DIRECTIONS FOR THIS TASK - Output only the lines from the one holding "Mark every instance of the tinted" to the end of the data below, please, copied exactly.

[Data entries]

+++++

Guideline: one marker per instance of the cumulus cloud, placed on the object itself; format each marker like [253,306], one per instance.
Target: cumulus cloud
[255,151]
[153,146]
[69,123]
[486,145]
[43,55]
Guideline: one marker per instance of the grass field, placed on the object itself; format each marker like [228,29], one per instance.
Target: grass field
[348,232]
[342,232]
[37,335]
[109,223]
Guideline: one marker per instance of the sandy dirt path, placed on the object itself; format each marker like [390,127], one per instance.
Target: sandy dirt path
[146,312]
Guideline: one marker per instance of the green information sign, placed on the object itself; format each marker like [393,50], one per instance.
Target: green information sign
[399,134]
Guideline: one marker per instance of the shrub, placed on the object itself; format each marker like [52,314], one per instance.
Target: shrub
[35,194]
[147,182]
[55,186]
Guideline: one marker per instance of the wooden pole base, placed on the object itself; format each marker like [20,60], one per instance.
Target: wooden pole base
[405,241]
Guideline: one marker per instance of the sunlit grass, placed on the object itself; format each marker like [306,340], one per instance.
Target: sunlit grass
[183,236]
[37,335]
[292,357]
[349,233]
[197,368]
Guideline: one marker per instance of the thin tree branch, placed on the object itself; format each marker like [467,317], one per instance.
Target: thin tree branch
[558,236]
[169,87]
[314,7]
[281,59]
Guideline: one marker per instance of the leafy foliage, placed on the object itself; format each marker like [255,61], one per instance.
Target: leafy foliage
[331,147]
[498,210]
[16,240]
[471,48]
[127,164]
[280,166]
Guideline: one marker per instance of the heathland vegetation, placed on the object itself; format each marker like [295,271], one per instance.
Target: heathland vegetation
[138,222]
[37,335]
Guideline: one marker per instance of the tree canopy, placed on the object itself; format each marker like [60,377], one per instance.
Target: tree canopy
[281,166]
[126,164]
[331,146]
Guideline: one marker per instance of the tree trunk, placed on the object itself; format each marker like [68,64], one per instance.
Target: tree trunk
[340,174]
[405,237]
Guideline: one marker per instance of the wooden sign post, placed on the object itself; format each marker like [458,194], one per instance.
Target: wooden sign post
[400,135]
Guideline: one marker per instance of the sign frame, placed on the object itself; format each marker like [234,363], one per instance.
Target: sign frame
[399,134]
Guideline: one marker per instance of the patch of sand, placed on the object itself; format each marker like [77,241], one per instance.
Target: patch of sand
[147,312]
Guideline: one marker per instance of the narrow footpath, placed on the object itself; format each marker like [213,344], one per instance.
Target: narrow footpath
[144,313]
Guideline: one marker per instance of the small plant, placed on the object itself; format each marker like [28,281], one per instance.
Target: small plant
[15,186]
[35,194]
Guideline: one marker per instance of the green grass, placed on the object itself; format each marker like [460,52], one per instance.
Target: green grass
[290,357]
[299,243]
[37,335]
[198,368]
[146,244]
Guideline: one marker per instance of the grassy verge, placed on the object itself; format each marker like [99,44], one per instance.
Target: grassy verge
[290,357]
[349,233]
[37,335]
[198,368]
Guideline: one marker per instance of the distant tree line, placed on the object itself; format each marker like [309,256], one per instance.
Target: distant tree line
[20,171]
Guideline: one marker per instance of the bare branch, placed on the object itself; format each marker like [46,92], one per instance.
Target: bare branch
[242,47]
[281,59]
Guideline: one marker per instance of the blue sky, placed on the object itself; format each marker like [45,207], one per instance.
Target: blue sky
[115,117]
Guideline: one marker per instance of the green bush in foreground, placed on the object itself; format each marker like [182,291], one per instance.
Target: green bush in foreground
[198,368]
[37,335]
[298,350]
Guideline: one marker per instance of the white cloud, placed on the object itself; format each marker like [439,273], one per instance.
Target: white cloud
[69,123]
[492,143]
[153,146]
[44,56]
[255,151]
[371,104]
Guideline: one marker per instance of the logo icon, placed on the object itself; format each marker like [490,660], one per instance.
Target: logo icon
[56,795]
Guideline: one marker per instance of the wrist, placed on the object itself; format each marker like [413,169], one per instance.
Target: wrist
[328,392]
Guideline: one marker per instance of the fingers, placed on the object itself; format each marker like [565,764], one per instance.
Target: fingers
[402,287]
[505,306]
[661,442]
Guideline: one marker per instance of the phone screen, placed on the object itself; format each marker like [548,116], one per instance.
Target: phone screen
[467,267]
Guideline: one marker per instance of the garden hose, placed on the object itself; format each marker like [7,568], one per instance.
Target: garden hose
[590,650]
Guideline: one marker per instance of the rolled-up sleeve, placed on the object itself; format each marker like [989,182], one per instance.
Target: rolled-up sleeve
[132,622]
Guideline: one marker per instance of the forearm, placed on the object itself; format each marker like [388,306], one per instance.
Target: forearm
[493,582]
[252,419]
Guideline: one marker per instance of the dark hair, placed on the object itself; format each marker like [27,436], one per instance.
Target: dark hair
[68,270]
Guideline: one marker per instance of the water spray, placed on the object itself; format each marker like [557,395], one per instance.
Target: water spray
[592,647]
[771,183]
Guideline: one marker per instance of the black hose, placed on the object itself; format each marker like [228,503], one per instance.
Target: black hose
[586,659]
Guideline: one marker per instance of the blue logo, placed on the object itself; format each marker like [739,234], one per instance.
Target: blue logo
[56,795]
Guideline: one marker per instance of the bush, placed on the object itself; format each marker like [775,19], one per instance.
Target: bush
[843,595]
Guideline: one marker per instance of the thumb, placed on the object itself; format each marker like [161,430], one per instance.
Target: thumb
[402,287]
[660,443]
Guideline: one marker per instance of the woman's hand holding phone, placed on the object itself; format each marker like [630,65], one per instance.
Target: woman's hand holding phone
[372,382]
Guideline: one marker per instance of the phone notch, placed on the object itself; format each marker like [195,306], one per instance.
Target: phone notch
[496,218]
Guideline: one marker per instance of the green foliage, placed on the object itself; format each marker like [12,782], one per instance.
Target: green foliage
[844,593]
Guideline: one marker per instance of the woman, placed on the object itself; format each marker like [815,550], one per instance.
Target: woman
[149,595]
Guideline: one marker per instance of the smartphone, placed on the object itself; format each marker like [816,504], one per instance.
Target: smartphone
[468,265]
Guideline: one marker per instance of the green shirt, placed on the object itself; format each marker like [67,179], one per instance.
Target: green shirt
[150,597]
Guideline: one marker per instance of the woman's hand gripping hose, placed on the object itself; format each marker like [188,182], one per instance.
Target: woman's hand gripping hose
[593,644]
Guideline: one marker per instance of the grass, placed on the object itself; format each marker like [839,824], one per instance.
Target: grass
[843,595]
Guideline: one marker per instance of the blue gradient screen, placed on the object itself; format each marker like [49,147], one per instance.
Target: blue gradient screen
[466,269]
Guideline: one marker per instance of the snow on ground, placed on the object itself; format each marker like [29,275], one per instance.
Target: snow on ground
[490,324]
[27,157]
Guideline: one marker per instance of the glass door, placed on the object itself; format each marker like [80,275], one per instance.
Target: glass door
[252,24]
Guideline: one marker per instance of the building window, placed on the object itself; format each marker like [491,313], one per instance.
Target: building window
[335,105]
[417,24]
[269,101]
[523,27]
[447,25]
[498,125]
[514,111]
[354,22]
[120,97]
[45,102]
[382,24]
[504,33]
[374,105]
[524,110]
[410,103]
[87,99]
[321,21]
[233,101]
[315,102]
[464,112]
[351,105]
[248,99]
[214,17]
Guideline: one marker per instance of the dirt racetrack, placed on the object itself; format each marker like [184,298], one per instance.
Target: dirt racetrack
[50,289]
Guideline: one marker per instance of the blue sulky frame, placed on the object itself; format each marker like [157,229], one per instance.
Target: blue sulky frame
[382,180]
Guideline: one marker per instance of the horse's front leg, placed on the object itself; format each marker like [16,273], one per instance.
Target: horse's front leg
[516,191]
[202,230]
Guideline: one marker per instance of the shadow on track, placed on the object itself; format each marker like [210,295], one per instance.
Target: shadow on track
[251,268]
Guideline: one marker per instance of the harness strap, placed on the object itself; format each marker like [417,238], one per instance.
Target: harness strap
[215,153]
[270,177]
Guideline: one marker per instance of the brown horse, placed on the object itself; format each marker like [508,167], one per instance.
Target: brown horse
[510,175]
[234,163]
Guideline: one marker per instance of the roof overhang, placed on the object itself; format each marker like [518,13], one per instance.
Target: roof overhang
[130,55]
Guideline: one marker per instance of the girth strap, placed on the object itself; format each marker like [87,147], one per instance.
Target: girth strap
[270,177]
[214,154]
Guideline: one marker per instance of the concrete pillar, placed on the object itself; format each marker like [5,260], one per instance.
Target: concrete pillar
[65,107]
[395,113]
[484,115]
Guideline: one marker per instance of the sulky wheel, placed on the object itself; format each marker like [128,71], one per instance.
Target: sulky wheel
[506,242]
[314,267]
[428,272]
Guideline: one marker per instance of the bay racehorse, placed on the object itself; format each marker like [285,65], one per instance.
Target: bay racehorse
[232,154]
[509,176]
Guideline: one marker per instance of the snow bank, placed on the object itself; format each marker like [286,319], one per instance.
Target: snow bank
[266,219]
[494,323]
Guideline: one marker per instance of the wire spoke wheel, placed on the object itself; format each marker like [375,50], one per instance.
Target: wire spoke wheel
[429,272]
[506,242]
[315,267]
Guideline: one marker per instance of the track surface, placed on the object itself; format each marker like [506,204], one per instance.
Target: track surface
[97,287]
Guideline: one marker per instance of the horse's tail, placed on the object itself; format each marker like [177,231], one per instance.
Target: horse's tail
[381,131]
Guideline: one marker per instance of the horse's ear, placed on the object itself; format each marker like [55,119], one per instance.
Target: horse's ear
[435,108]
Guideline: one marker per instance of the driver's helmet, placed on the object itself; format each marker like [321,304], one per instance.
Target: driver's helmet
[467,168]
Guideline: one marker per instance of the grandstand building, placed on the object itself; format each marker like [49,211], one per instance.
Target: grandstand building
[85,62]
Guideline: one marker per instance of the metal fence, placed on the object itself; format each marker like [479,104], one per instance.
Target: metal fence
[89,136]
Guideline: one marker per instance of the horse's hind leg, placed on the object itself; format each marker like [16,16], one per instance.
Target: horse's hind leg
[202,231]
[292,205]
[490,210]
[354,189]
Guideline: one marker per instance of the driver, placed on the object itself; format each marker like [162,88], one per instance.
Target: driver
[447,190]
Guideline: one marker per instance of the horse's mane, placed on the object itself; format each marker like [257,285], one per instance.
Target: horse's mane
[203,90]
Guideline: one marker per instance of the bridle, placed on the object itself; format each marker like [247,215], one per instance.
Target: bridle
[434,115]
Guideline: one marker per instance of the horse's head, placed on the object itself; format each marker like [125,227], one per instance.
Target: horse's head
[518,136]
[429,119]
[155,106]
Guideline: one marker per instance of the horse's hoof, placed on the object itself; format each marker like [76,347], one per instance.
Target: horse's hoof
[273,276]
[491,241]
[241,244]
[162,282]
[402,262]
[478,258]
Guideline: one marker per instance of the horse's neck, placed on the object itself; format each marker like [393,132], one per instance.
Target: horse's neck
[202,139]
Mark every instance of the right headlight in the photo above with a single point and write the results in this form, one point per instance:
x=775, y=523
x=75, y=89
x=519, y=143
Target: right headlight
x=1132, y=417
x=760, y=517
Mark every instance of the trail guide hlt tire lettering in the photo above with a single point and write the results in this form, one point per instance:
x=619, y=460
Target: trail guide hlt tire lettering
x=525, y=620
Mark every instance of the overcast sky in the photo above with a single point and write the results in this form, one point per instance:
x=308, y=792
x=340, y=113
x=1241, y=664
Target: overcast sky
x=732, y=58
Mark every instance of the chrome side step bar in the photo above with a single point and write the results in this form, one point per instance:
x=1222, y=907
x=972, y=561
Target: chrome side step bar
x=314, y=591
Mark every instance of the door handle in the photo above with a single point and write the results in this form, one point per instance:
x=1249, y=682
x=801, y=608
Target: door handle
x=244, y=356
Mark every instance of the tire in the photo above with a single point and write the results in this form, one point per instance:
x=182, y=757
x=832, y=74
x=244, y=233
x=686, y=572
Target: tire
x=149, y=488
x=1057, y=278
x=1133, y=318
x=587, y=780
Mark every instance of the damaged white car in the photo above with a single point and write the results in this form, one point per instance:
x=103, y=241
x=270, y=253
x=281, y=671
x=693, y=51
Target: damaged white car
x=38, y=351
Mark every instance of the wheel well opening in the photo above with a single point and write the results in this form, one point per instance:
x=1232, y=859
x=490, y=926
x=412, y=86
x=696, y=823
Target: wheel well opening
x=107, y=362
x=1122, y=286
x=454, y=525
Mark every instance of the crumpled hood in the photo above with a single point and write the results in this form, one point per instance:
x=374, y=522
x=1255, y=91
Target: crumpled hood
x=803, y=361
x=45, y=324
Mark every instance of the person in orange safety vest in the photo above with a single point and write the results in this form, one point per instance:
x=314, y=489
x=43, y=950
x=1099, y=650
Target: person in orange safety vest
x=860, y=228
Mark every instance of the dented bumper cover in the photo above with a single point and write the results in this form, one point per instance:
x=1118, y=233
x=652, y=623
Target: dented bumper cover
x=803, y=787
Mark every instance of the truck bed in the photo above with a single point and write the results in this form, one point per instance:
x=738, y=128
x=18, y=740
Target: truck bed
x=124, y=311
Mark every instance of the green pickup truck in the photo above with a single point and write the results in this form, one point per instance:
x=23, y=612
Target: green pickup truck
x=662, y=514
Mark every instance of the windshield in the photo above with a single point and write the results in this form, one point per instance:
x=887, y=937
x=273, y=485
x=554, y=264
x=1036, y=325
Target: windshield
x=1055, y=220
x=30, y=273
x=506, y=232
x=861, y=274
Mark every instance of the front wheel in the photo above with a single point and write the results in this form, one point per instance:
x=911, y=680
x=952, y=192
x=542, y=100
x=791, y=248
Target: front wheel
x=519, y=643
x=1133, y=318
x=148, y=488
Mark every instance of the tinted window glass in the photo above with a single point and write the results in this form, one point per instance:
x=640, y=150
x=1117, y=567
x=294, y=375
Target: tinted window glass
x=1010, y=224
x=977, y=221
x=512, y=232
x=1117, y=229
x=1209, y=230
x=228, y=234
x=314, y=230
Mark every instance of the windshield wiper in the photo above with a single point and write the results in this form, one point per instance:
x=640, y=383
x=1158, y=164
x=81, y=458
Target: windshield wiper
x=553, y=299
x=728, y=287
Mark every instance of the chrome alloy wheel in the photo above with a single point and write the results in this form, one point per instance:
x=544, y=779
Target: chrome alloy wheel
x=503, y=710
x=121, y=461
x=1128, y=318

+++++

TASK RESPONSE -
Mark every instance of the tinted window glass in the photo above with a single point and write the results in this form, one point per instance:
x=640, y=150
x=1117, y=567
x=294, y=375
Target: tinted window glass
x=1010, y=224
x=977, y=221
x=512, y=232
x=1117, y=229
x=1209, y=230
x=228, y=234
x=314, y=230
Mark every instance of the windshield wiper in the photo above with a single point and write the results in this form, one point per instance:
x=640, y=383
x=1158, y=164
x=81, y=458
Target: windshield wiper
x=553, y=299
x=728, y=287
Mark every instance of the chrome alloy wheel in the photo above with a single point and write the results in this form, one point per instance:
x=544, y=779
Target: chrome alloy wheel
x=503, y=710
x=121, y=461
x=1128, y=318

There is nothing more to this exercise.